(Document text Opens)
Now I could use a commode, I could start having showers everyday. (I used to be bed washed, and hoisted into a shower chair occasionally.) Initially, someone had to help me in the shower, but soon I could just be left to it. The same as in the toilets, I had to pull the red buzzer string when I was done. It was the same red cord that you get in disabled loos. I've always wanted to pull that. From 8:00am, staff had to get all the patients breakfasted and do a drugs round, then washed. Physios started visiting whoever was ready at 9:00am. The night staff used help out the day staff by getting a few people washed from 6:00am onwards, by lucky dip.
To beat the shower queues, I usually was the sole eager volunteer, and was always ready for breakfast. Breakfast was served by the housekeepers in the dayroom. I didn't really like joining all the other patients all rumpled in my pyjamas, so liked being made ready early. It was the same routine every morning. Start of shift, do the observations (blood pressure, heart rate, temperature, "are you in any pain?"). I said to one nurse as he gave me the same medication yet again how boring it must be. He agreed with me. I wrote a poem about it called 'Toast and Drugs'.
I started to get a few problems which needed addressing. My shoulder became quite weak as the weight of my arm pulled the ball of the bone a bit out of the socket (subluxed), so I was given a shoulder brace. Lindsay took me to an occupational therapy workshop (looked like a wood tech classroom) to make me a hand splint, to keep my fingers stretched out, and my wrist in a neutral position. (When asked what colour velcro straps I wanted, I chose all the colours.) My ankle started swelling because of gravity and the lack of pressure being put on it, so I was prescribed TEDs (compression stockings). I definitely felt a bit held together.
I went with Lindsay to get properly measured for a wheelchair, and then Hermes arrived! The NHS has a contract with a company to buy every patient a wheelchair. The therapists said going to an appointment was a great idea, because it was the best chair they'd had. It was done to my specific measurements as I found the standard ones the hospital had too short for me. I started taking trips out to the cinema, a friend's house for lunch, home from the weekend. We'd put a grab-rail in our downstairs toilet. I started my routine of going home for the weekends, and having therapy during the week.
(Document text Closes)
(Record excerpts Opens)
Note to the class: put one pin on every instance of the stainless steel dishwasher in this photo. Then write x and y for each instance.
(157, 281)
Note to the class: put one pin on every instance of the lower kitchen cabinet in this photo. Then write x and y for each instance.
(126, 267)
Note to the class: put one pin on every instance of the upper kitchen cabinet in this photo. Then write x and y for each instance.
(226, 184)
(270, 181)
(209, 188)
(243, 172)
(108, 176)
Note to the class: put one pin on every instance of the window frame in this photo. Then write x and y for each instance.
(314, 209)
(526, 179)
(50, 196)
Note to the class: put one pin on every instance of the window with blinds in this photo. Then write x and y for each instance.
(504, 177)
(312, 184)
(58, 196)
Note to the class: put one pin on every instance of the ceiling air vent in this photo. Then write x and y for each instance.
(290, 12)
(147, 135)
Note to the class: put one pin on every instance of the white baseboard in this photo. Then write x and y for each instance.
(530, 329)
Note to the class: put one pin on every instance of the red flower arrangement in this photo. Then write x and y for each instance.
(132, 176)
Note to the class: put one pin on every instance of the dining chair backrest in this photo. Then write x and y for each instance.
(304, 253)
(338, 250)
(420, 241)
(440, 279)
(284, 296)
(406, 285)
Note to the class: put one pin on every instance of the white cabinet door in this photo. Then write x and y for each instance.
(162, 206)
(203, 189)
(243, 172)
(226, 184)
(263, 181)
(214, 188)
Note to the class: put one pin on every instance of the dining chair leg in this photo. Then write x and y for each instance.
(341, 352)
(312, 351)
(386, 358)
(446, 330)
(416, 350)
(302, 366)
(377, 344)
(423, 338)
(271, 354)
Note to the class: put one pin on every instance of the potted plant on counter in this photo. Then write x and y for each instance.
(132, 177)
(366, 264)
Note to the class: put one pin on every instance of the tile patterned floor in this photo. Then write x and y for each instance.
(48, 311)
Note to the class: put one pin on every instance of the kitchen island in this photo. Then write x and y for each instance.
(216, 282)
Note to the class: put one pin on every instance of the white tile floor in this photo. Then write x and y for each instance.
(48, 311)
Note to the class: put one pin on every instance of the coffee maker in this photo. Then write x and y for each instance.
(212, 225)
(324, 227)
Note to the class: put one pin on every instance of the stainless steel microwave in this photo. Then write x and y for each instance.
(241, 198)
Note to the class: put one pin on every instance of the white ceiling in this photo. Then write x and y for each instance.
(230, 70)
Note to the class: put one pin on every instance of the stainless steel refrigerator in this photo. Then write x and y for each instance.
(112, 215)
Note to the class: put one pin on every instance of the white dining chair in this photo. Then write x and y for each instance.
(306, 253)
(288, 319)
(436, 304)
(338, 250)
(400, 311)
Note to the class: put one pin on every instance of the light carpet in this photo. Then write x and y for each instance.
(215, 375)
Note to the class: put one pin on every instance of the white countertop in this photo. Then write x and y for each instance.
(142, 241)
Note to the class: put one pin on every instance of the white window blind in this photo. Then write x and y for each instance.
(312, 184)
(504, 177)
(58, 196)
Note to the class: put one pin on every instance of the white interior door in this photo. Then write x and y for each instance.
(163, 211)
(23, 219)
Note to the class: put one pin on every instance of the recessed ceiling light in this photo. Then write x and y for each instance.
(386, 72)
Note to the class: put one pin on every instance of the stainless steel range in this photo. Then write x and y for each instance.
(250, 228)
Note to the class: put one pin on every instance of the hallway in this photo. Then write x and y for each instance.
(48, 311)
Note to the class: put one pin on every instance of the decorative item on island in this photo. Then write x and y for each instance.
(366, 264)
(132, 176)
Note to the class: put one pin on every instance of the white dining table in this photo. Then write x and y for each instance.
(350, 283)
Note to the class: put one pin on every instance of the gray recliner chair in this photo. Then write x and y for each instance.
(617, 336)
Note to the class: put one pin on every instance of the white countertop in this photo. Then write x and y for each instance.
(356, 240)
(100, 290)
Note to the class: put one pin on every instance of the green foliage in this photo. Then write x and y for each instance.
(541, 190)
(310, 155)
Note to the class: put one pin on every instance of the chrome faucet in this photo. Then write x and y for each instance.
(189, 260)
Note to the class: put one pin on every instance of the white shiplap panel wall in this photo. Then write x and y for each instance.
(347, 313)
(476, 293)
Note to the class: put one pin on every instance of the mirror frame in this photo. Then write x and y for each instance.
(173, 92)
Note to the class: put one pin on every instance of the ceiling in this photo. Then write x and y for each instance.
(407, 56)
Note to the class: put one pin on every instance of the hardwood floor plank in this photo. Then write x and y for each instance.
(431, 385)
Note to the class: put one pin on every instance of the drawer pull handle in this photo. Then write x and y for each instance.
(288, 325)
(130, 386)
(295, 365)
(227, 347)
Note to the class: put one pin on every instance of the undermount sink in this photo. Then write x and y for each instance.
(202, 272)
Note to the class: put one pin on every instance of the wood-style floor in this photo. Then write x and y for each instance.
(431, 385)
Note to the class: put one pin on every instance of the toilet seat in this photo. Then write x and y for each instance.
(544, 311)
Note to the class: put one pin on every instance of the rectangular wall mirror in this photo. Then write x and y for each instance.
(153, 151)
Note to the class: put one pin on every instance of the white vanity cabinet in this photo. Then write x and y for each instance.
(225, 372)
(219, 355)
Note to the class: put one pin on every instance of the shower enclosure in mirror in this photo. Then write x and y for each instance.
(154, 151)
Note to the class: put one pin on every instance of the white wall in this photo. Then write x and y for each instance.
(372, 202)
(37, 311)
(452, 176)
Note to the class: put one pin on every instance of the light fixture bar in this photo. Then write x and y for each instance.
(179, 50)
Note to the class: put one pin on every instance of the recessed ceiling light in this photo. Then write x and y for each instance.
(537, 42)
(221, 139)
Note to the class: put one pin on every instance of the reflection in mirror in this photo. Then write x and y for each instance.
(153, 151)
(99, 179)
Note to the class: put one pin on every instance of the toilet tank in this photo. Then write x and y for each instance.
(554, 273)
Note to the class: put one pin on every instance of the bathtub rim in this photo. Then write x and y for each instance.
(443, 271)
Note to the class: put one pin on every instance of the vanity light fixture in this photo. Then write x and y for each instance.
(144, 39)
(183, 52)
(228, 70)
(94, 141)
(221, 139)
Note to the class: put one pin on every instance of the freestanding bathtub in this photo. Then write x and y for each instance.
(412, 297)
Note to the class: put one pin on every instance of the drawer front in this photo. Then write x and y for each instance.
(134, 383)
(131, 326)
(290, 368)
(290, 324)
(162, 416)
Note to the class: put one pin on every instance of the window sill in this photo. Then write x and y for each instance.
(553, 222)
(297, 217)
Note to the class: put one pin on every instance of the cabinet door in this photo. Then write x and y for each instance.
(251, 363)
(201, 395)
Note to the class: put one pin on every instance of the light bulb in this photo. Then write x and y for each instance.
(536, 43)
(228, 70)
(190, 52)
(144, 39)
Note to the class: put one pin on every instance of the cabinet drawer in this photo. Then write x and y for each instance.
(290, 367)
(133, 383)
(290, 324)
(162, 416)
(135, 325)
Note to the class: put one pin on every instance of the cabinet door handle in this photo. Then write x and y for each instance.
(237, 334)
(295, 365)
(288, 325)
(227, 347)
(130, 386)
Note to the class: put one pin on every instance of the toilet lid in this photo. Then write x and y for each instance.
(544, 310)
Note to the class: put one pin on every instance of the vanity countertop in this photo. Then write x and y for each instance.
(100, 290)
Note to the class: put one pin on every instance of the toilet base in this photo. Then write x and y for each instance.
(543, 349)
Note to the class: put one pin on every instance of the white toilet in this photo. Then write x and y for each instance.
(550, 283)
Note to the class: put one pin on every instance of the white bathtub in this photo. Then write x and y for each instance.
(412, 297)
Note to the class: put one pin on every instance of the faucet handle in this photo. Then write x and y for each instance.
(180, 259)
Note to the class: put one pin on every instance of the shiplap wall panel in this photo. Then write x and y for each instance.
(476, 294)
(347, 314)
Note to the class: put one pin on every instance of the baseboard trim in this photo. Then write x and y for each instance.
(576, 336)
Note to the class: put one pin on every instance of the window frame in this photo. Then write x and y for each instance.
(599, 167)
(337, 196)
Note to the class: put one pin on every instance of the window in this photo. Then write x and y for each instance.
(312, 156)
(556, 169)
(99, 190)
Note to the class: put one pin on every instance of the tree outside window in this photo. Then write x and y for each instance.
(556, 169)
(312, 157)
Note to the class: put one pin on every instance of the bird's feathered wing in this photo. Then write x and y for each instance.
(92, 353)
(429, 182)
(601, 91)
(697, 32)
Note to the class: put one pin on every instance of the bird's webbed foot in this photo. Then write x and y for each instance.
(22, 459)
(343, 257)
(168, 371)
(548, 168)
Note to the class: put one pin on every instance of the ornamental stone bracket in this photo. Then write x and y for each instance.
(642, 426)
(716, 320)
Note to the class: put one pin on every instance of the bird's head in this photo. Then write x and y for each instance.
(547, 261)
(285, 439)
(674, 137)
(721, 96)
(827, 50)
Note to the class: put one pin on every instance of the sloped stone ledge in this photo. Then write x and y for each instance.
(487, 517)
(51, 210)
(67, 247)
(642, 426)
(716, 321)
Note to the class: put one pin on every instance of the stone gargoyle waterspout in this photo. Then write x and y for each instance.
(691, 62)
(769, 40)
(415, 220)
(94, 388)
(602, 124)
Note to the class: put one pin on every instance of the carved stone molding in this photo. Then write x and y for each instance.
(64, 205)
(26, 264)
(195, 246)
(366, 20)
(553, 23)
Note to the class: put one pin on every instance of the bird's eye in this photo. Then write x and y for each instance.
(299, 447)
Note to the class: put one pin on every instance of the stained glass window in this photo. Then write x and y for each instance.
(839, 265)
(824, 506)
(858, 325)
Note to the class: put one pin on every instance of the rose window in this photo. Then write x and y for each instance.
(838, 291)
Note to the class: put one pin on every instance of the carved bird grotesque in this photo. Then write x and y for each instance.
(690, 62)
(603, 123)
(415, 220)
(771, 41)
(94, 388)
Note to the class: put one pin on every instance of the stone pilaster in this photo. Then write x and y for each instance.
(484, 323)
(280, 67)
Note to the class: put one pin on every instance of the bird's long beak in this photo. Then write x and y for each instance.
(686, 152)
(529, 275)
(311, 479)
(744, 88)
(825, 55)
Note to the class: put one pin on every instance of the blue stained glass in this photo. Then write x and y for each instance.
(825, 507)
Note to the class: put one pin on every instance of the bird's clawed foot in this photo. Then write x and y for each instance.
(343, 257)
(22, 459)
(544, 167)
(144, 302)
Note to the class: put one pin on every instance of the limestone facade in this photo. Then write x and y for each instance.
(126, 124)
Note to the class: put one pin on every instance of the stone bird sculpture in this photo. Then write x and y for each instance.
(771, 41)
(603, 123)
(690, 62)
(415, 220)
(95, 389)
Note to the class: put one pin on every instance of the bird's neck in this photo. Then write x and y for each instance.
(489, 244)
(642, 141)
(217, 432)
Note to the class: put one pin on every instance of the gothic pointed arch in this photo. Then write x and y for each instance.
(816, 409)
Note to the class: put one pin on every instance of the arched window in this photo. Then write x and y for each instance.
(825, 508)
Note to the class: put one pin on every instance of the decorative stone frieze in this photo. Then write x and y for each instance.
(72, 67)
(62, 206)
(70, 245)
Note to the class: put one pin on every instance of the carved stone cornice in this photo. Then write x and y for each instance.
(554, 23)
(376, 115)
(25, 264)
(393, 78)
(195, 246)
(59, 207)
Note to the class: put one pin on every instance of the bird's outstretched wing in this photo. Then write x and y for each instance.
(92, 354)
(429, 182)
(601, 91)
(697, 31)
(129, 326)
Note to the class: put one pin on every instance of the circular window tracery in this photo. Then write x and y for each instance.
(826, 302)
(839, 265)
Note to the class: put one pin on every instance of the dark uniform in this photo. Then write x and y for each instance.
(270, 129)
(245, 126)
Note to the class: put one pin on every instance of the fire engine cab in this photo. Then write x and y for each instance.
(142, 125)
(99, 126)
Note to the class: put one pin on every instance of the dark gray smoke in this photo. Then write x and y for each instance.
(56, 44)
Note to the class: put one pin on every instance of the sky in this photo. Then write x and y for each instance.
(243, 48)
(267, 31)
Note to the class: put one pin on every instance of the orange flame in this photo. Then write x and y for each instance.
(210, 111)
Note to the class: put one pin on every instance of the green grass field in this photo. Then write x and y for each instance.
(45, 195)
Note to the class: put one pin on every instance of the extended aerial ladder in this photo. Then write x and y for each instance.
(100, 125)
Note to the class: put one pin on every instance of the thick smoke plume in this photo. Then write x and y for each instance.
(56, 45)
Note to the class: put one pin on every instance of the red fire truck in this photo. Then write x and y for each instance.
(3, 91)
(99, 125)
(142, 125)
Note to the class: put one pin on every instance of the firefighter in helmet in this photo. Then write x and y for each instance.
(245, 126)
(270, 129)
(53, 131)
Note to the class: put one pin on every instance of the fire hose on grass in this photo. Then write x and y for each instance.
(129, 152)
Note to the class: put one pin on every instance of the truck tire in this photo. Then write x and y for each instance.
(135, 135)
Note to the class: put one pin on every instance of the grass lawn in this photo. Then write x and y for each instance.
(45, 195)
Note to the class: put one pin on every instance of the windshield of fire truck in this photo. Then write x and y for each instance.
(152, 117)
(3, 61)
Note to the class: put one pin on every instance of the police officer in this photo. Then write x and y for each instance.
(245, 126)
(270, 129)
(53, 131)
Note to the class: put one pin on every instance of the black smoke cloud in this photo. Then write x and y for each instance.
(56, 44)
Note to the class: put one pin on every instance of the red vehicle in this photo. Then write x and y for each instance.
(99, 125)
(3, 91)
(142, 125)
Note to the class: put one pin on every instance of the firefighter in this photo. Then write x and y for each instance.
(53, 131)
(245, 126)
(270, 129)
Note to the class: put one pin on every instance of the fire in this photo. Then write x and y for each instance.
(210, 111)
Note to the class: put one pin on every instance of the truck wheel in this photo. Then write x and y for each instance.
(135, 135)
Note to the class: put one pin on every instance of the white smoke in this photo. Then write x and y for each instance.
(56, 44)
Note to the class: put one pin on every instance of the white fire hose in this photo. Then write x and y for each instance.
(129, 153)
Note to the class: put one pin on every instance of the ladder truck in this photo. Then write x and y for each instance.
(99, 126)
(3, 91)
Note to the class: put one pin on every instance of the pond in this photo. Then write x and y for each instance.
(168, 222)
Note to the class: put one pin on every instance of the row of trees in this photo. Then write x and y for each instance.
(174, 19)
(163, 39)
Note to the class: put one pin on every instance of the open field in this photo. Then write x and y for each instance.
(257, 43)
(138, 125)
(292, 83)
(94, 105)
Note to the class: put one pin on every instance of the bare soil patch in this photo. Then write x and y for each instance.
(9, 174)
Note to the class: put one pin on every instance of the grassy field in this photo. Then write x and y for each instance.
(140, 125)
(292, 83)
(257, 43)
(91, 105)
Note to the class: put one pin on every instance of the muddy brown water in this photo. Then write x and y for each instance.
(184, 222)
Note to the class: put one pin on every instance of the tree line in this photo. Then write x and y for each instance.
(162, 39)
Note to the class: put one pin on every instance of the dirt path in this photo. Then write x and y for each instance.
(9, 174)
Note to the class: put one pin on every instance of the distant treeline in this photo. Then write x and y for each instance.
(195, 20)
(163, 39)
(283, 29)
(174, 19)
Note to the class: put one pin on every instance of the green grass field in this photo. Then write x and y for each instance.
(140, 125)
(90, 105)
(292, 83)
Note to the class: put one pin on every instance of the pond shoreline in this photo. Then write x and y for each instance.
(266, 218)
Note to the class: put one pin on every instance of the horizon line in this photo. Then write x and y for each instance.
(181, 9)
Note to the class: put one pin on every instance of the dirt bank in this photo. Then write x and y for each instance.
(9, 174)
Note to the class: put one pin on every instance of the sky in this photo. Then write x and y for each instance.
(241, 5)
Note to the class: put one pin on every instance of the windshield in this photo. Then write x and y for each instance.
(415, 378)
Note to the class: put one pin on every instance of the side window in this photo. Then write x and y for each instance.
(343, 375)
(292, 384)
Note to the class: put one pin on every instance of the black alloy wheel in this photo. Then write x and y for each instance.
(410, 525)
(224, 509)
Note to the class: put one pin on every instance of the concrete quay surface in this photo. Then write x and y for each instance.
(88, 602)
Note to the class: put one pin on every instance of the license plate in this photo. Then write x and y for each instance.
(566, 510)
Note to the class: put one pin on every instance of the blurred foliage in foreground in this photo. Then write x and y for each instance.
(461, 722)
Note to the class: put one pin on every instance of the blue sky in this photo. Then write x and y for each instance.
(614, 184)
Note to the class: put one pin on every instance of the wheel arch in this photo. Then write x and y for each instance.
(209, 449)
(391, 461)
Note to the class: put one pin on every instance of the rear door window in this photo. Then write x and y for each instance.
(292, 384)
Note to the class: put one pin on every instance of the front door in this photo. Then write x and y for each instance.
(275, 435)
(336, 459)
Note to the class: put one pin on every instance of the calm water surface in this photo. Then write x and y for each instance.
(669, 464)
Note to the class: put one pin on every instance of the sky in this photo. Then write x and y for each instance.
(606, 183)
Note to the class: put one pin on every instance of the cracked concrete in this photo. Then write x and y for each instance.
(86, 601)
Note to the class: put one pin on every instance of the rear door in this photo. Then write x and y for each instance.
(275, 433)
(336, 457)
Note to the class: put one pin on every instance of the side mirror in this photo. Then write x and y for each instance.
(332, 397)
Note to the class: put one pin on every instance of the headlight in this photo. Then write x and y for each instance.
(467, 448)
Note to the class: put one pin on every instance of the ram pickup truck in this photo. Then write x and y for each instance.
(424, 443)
(Record excerpts Closes)
## Task A
In the hospital recovery account, what was the writer given after the shoulder became weak and subluxed?
## Task B
Write out everything in the hospital recovery account from "I went with" down to "during the week.".

## Response area A
A shoulder brace.

## Response area B
I went with Lindsay to get properly measured for a wheelchair, and then Hermes arrived! The NHS has a contract with a company to buy every patient a wheelchair. The therapists said going to an appointment was a great idea, because it was the best chair they'd had. It was done to my specific measurements as I found the standard ones the hospital had too short for me. I started taking trips out to the cinema, a friend's house for lunch, home from the weekend. We'd put a grab-rail in our downstairs toilet. I started my routine of going home for the weekends, and having therapy during the week.